# Task statement
Edit the passage of the YOLO object-tracking guide starting with "To run a YOLO" and going on through "and specify version)", and give it again with "lightweight" changed to "compact".

# Extract provided

══════════════════════════════

Using YOLO to track objects

This example provides a use case for Object Detection Components. We show how to create a custom component which converts bounding boxes into a 3D pose. The example works with any RBG sensor_msgs::msg::Image signal, such as provided by the Camera Streamer component from components/core-vision. The final application will be able to track an object with a robot based on a fixed camera position.

Moving the robot towards an object in RViz

Setup

To run a YOLO executor, you need a yolo model file in ONNX format and a YAML class file. Yolo models are widely available in PT formats. For example, download the lightweight YOLO12n.pt from ultralytics here.

To convert a PT file to ONNX, run the following Python code with ultralytics installed:

from ultralytics import YOLO
model = YOLO("yolov12n.pt")
model.export(format="onnx")  # creates 'yolov12n.onnx'

For this example, also download the standard coco.yaml class file here. Move the ONNX model file and the YAML class file into a new directory.

In AICA Launcher, create a configuration with the following core version and packages:

AICA Core v4.4.2
collections/object-detection for the YOLO Executor component (TODO: check package name post-release and specify version)
components/core-vision v1.0.0 for the Camera Streamer component

Under Advanced Settings, add a volume containing the folder where you stored your YOLO model files and link it to /files.

Using the YOLO Executor

The YOLO Executor component observes runs the YOLO segmentation model on an image. It takes a camera stream and outputs the segmented image as well as the locations of bounding boxes on the image. The user can set the Object Class parameter, which will cause the component to set the predicate Object Detected to True when the specified object is found in the image. The Confidence Threshold parameter is the minimum score a predicted bounding box must have to be considered a valid detection. IOU Threshold is used during Non-Maximum Suppression (NMS) to decide whether two bounding boxes represent the same object. For example, if IOU threshold is set to 0.5, any box that overlaps more than 50% with a higher-scoring box will be discarded. For now we leave them as default values.

To test the YOLO executor:

Create a new application
Remove the default Hardware Interface node
Add the Camera Streamer component from the core vision package
- Set the Source parameter to a video device or file accordingly.
- Turn on the auto-configure and auto-activate switches
Add the YOLO Executor component
- Set the Model Path parameter to the .onnx file, e.g., /files/yolo12n.onnx
- Set the Classes Path parameter to the yaml label file, e.g., /files/coco.yaml
- Set the Rate parameter to 3 (works on most machines), on a machine with a GPU this can be set to higher.

══════════════════════════════

# Supplied data
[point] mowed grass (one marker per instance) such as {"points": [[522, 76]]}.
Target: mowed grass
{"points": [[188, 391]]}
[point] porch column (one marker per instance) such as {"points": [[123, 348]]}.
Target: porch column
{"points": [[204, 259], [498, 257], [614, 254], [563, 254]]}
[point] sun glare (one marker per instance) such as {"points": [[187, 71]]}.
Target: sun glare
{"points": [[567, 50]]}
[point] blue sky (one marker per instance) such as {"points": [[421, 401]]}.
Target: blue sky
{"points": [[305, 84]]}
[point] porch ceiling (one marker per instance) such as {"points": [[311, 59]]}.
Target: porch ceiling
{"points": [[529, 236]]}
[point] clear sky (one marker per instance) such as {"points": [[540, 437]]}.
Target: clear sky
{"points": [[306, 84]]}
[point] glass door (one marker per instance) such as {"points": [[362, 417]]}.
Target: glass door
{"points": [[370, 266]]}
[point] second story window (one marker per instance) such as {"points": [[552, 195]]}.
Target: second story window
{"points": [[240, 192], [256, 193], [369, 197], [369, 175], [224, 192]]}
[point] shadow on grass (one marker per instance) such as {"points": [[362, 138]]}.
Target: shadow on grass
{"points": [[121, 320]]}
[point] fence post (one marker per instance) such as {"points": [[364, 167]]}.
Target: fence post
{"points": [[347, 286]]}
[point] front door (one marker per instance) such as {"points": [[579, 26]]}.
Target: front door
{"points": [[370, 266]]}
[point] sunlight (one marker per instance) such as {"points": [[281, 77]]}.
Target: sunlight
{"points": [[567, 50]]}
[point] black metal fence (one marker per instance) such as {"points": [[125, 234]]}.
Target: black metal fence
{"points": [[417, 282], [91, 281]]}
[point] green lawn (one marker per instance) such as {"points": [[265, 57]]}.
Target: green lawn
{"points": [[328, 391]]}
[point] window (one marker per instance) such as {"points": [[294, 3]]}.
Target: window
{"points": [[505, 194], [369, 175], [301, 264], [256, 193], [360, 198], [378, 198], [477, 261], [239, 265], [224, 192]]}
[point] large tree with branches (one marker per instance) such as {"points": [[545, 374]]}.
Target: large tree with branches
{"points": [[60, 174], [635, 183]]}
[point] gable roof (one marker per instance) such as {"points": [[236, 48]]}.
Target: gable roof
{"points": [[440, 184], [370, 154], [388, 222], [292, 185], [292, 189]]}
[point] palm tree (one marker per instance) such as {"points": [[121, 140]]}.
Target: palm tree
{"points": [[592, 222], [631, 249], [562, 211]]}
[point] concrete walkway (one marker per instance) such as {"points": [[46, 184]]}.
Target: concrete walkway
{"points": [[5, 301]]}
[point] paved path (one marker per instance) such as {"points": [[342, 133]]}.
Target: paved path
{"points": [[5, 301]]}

══════════════════════════════

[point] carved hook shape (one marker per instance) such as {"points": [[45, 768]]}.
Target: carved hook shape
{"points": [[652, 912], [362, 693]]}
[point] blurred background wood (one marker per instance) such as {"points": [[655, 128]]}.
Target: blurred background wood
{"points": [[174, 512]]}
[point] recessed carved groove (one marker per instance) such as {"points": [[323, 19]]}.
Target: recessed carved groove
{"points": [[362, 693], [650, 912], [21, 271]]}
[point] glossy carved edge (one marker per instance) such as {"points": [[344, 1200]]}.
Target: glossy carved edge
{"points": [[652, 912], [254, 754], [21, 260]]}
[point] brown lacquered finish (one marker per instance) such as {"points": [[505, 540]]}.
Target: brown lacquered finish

══════════════════════════════

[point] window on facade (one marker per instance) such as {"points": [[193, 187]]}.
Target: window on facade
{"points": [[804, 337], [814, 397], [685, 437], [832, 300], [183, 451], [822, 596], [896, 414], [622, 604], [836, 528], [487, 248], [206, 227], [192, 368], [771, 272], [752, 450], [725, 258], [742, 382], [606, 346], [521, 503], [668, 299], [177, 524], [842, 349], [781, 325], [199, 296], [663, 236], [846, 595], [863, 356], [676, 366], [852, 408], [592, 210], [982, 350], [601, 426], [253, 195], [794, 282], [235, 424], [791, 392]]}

══════════════════════════════

# Exercise response
To run a YOLO executor, you need a yolo model file in ONNX format and a YAML class file. Yolo models are widely available in PT formats. For example, download the compact YOLO12n.pt from ultralytics here.

To convert a PT file to ONNX, run the following Python code with ultralytics installed:

from ultralytics import YOLO
model = YOLO("yolov12n.pt")
model.export(format="onnx")  # creates 'yolov12n.onnx'

For this example, also download the standard coco.yaml class file here. Move the ONNX model file and the YAML class file into a new directory.

In AICA Launcher, create a configuration with the following core version and packages:

AICA Core v4.4.2
collections/object-detection for the YOLO Executor component (TODO: check package name post-release and specify version)